**** Document section
As the rest of Europe looks forward to time off over the Christimas period, Spain has a sneaky long weekend known as the December Puente.

Everything you need to know about Spain's December 'puente'
A walk in the country or Christmas shopping? Photo: AFP

It’s called a ‘puente’ because it bridges a bank holiday (or in this case two bank holidays) to the weekend meaning people can enjoy a long weekend away from work.

It starts with Consitution Day on December 6 and ends with the religious holiday of Dia de La In­macu­lada Con­cep­ción de la Vir­gen María (The Day of the Immaculate Conception) on December 8 (Although this year because it falls on a Sunday, the bank holiday has been moved to Monday in some regions).

What is Constitution Day?

Día de la Con­stitu­cion marks the anniversary of the 1978 referendum to approve Spain’s constitution, a hugely important important step in the transition from a dictatorship to modern democracy.

On the death of the dictator General Francisco Franco on November 20 1975, Spain entered a period of transition as Spain sought to establish a new constitution and democratic political system.  

The first elections were held on June 15, 1977 and that parliament drew up a new constitution which was then put to the people in a referendum on December 6, 1978 when it was approved by an overwhelming 88 percent.

In 1983, it was decided to commemorate such an important date with a national bank holiday.

So how is it celebrated?

Photo: AFP

Spain’s Congress opens its doors to the public on December 6th and those that visit on this day will be given a commemorative gift.
********
**** Extracted information
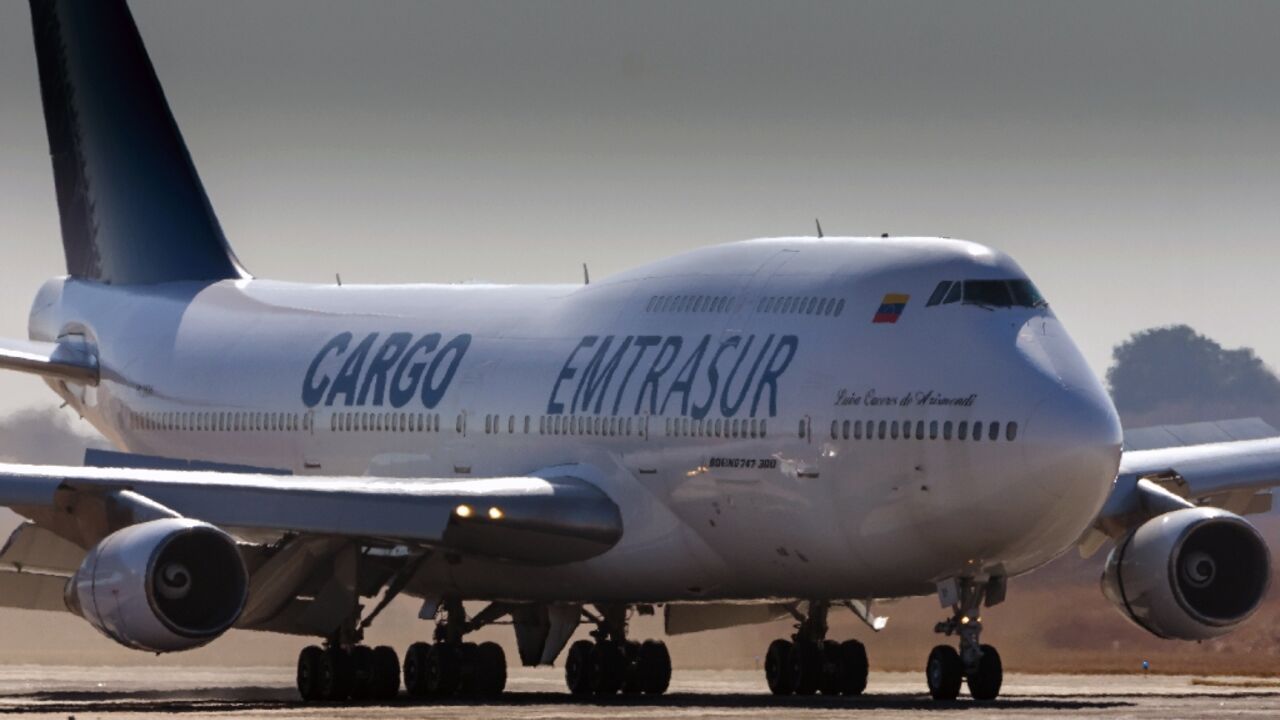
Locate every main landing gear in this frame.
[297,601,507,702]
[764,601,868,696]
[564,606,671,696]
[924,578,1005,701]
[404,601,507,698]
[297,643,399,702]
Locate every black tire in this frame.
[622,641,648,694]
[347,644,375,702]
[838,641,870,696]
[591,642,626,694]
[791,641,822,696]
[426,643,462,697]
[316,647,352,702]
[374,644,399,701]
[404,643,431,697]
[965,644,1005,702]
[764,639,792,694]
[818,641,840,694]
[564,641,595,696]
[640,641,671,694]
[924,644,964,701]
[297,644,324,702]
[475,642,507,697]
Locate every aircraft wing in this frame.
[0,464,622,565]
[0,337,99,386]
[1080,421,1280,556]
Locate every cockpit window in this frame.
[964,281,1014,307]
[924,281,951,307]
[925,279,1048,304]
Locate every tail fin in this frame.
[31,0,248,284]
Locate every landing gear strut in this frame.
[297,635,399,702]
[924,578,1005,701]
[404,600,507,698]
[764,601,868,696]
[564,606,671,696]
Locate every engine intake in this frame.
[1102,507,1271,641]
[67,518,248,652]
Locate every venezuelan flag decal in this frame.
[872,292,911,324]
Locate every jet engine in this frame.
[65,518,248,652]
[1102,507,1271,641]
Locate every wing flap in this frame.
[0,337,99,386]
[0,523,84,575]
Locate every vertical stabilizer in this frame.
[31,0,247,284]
********
▶ _Tasks to perform_
A. In the article on Spain's December puente, what share of voters approved the constitution in the 1978 referendum?
B. Please sum up the article on Spain's December puente in two sentences.
The records have nothing to do with this.

▶ _Worked answers_
A. An overwhelming 88 percent.

B. Spain's December puente is a long weekend that bridges two bank holidays, Constitution Day on December 6 and the Day of the Immaculate Conception on December 8, to the weekend. Constitution Day marks the December 6, 1978 referendum that approved the constitution drawn up after Franco's death, and it became a national bank holiday in 1983.